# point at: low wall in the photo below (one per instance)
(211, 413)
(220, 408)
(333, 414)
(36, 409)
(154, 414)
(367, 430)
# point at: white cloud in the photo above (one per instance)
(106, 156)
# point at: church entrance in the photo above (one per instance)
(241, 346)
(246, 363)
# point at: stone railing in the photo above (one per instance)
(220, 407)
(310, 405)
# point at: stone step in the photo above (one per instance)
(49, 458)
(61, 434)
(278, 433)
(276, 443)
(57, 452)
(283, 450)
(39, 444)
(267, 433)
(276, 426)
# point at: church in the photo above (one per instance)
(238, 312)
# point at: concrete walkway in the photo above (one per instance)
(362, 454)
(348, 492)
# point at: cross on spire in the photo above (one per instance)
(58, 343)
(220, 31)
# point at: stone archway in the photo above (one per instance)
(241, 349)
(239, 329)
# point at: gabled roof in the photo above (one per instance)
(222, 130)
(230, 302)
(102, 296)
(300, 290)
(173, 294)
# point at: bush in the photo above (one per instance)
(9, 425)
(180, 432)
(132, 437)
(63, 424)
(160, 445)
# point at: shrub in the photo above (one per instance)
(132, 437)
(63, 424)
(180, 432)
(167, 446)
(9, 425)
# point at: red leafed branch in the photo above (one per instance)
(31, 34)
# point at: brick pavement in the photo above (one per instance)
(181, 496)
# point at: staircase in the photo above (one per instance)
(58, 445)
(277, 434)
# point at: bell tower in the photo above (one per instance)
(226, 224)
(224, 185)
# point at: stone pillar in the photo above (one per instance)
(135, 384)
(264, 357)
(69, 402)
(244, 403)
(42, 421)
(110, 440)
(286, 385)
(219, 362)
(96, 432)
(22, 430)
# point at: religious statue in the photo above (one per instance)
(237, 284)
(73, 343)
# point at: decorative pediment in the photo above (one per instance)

Exercise objective:
Each entry above needs to be duplicated verbatim.

Task response:
# point at: low wall in the photo below (one per instance)
(211, 413)
(220, 408)
(333, 414)
(36, 409)
(154, 414)
(367, 430)
# point at: white cloud in the photo above (one per instance)
(106, 156)
# point at: church entrance in the photo above (one per instance)
(241, 346)
(246, 363)
# point at: stone railing in the photo above (one per instance)
(220, 407)
(310, 405)
# point at: stone step in the photo above (one per instance)
(49, 458)
(61, 434)
(278, 433)
(276, 443)
(57, 452)
(283, 450)
(39, 444)
(267, 433)
(276, 426)
# point at: church in the photo above (one per instance)
(238, 312)
# point at: concrete walkway in the photo above (one per instance)
(362, 454)
(348, 492)
# point at: cross on spire in the photo above (one per instance)
(58, 343)
(220, 31)
# point at: stone archway in the photo above (one per instance)
(241, 349)
(239, 329)
# point at: gabled roof in the photo above (one per instance)
(222, 130)
(230, 302)
(102, 296)
(300, 290)
(173, 294)
# point at: bush in the photo above (one per instance)
(9, 425)
(180, 432)
(132, 437)
(63, 424)
(160, 445)
# point at: shrub in the photo above (one per instance)
(132, 437)
(63, 424)
(180, 432)
(167, 446)
(9, 425)
# point at: red leafed branch in the photo above (one per instance)
(31, 34)
# point at: brick pavement in the photo above (one per instance)
(181, 496)
# point at: staircase in the photo above (one per instance)
(58, 445)
(277, 434)
# point at: bell tower in the photo above (one per instance)
(226, 224)
(224, 185)
# point at: stone pillar in the photo above (one per instance)
(135, 384)
(264, 357)
(69, 402)
(244, 403)
(42, 421)
(110, 440)
(286, 385)
(219, 362)
(96, 432)
(22, 430)
# point at: religious statue in the photo above (one per instance)
(237, 284)
(73, 343)
# point at: decorative pediment in the photo above (one per instance)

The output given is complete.